▶ _WHAT YOU HAVE TO DO_: Update the part of the listing that opens with the line containing "tree in lawn" and closes with the line containing "[739,431,753,448]", changing "purple" to "violet" and keeping everything else the same.

[Excerpts from a detection dataset]
..........

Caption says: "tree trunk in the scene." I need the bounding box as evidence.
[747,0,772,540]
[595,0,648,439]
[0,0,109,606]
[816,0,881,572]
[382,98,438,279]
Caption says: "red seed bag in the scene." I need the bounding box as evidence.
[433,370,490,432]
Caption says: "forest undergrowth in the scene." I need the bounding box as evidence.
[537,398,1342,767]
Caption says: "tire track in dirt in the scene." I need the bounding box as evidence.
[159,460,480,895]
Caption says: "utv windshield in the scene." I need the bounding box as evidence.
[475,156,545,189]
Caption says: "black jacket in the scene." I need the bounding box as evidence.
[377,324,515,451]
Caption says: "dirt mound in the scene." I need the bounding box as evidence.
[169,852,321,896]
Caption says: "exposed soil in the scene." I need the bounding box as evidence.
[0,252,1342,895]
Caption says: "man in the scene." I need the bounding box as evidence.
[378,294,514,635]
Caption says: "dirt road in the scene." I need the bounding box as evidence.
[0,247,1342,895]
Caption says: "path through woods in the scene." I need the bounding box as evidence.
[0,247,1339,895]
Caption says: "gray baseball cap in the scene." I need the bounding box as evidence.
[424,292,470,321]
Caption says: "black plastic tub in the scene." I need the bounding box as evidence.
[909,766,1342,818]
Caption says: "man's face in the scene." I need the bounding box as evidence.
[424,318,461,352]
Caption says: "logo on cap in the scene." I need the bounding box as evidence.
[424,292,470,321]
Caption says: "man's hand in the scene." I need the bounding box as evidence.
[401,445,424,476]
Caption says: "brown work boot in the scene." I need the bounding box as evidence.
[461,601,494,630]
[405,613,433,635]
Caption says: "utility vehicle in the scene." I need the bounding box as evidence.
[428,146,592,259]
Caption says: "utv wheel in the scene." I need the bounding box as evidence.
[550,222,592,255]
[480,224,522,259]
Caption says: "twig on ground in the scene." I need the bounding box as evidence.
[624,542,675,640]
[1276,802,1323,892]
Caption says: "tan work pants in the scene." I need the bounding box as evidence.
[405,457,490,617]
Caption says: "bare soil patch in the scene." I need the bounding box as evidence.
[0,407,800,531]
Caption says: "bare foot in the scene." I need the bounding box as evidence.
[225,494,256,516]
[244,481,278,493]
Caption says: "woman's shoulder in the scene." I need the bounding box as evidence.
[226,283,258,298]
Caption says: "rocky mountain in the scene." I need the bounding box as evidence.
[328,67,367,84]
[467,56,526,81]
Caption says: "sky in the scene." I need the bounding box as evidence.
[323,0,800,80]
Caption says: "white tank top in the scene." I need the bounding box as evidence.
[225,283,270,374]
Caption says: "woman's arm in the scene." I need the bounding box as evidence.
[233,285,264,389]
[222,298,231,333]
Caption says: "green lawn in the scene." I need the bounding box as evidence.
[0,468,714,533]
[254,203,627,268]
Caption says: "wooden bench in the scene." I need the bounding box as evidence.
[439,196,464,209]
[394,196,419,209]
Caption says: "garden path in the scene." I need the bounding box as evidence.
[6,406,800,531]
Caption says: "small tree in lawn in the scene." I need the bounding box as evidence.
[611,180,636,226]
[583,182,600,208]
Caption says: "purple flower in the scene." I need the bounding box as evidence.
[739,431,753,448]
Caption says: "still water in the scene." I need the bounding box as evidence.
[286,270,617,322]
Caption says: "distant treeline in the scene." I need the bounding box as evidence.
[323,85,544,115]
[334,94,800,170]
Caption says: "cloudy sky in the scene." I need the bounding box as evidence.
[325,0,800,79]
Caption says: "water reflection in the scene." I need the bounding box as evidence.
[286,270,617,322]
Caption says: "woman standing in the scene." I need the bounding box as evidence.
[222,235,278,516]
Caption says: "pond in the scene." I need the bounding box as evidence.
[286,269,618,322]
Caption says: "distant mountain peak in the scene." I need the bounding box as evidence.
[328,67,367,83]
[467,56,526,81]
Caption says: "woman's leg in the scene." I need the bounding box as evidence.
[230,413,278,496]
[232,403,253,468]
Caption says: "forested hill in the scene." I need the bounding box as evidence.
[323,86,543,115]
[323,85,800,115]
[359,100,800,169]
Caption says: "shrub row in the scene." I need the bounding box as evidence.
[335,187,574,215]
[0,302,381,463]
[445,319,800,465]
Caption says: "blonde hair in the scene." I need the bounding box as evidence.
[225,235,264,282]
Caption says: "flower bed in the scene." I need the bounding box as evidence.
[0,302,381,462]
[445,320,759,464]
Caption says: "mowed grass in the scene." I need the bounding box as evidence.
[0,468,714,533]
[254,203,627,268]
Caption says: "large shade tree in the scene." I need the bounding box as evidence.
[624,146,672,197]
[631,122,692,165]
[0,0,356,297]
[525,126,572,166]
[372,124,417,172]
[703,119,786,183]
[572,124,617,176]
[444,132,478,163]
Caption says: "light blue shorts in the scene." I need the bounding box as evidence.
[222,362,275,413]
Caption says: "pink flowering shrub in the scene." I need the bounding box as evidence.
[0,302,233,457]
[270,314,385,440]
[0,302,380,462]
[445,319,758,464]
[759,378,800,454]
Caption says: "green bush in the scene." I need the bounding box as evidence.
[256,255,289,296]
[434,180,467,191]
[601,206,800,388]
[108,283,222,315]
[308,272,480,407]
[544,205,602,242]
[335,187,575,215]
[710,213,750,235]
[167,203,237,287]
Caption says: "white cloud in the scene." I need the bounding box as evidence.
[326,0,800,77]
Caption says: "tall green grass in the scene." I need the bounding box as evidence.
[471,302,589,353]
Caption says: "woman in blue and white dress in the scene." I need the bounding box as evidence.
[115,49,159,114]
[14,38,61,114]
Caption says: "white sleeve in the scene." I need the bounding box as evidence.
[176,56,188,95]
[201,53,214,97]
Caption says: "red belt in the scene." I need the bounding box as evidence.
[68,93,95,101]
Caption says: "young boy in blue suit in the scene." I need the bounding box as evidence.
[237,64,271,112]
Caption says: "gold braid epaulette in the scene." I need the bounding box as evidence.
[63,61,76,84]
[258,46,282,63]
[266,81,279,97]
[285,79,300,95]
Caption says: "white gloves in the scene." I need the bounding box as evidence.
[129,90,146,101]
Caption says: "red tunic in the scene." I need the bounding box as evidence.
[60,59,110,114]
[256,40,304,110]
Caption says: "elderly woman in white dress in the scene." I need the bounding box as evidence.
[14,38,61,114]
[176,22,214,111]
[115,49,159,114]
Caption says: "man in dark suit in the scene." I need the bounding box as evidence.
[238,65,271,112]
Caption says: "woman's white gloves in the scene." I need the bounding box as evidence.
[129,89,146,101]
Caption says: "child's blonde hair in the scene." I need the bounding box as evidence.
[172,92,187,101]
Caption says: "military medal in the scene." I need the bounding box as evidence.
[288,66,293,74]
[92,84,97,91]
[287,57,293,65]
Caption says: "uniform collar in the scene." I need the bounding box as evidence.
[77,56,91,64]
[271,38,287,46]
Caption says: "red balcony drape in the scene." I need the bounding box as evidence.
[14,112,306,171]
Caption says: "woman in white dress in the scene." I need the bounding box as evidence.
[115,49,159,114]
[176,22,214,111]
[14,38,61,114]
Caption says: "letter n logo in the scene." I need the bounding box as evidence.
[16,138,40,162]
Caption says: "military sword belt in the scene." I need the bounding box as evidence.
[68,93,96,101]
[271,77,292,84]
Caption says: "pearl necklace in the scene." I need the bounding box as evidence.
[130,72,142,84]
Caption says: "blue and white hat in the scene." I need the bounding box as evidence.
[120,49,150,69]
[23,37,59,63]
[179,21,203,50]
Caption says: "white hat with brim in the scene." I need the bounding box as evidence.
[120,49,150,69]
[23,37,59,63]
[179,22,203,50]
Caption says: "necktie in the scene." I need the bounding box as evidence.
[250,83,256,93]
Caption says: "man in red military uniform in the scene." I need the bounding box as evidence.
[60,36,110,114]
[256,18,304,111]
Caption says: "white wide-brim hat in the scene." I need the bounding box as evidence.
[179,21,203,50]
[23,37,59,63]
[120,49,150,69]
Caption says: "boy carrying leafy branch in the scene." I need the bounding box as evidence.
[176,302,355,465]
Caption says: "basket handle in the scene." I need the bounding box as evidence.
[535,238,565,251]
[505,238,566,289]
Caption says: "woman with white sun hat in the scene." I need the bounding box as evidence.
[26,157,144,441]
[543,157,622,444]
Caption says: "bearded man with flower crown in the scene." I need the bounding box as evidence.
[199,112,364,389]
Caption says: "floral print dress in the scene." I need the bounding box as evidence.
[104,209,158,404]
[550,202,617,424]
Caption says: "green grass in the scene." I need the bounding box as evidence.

..........

▶ _OUTPUT FOR THIS TASK_:
Caption says: "small tree in lawn in the scene." I need the bounding box as evidence.
[611,180,636,226]
[583,182,600,208]
Caption says: "violet flower in the scene." I need the bounding box as evidence.
[739,431,753,448]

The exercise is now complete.